* _TASK BRIEF_: Locate the word "lawn" in the entries below, then gather every line that holds it.

* _RECORDS FOR THE EXERCISE_:

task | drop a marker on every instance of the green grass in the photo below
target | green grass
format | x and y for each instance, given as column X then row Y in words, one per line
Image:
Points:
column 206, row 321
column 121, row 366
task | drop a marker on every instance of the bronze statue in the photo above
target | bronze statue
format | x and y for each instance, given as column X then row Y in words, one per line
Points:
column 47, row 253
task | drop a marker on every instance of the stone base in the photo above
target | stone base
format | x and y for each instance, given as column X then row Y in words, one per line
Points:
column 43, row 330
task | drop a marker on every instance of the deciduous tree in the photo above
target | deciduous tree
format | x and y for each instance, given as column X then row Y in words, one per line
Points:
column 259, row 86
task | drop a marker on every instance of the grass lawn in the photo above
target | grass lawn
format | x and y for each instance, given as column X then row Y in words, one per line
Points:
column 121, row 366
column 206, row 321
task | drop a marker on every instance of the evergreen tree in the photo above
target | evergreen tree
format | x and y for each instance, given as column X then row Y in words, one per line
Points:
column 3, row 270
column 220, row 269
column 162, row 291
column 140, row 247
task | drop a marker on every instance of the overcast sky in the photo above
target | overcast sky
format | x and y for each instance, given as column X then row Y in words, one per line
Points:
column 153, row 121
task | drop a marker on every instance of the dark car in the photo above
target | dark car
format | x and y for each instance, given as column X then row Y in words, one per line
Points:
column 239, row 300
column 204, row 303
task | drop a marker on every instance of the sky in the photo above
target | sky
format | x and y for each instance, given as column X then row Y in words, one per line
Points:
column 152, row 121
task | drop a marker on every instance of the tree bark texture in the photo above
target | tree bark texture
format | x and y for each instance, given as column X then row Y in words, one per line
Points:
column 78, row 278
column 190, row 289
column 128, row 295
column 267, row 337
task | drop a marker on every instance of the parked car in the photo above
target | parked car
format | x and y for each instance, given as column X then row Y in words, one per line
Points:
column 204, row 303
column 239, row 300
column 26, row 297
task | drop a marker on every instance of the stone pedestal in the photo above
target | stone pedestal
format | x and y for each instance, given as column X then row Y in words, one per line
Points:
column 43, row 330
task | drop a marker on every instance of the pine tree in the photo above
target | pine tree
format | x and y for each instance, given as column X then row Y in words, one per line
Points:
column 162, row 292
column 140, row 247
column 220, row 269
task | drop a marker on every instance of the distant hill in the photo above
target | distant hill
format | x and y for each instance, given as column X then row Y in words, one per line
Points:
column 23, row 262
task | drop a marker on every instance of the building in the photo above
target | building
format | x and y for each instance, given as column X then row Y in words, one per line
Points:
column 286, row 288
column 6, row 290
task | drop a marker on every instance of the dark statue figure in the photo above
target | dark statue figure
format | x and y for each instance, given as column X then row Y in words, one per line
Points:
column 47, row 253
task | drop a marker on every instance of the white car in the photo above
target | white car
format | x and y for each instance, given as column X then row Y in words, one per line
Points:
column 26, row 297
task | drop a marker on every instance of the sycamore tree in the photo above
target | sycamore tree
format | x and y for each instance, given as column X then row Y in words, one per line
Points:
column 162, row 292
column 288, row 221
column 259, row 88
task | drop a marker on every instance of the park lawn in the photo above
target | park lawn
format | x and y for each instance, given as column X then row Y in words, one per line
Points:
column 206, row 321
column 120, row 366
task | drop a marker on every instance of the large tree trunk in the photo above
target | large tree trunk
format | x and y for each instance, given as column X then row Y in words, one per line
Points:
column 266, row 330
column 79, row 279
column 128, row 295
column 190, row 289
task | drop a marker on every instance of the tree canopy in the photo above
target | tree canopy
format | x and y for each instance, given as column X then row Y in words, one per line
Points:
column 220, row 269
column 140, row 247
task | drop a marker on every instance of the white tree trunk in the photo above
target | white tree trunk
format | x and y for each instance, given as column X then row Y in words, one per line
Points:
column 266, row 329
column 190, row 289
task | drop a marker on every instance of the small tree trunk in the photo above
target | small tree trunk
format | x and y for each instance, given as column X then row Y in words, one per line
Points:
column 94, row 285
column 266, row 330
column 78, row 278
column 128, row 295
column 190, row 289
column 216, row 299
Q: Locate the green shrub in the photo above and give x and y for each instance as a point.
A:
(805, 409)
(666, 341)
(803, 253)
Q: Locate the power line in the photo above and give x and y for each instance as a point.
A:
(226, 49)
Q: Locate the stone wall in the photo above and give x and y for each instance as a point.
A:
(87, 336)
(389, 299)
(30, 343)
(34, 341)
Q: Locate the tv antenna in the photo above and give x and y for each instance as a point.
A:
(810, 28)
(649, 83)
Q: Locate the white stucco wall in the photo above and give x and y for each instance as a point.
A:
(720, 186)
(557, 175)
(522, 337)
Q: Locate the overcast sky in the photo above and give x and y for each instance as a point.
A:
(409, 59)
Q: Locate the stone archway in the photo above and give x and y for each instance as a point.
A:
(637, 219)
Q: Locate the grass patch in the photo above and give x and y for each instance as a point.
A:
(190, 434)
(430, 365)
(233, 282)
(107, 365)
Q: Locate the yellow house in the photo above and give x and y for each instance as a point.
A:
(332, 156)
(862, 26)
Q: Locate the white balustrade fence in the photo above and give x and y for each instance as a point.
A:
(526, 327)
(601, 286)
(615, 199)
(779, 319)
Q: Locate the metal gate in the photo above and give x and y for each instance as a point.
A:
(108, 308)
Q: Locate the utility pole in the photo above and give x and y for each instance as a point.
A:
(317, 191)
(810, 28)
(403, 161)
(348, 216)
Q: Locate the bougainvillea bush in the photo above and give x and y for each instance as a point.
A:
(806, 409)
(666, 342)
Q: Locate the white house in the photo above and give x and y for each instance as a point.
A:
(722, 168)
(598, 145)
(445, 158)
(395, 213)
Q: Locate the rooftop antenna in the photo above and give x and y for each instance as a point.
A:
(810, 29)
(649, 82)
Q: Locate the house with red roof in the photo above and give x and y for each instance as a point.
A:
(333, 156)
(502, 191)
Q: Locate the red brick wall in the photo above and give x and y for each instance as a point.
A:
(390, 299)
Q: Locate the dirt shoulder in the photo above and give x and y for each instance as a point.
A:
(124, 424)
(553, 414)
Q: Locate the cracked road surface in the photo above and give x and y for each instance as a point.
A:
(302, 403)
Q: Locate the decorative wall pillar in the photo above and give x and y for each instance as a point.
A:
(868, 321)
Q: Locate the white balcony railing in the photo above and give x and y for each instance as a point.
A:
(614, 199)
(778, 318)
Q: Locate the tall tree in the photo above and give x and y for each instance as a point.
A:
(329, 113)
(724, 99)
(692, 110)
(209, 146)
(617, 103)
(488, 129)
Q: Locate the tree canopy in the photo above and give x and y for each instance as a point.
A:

* _ANSWER FOR THE TASK_:
task | drop a marker on every instance of the grass lawn in the photo above
target | grass lawn
task | drop a marker on every instance of the park lawn in the photo above
target | park lawn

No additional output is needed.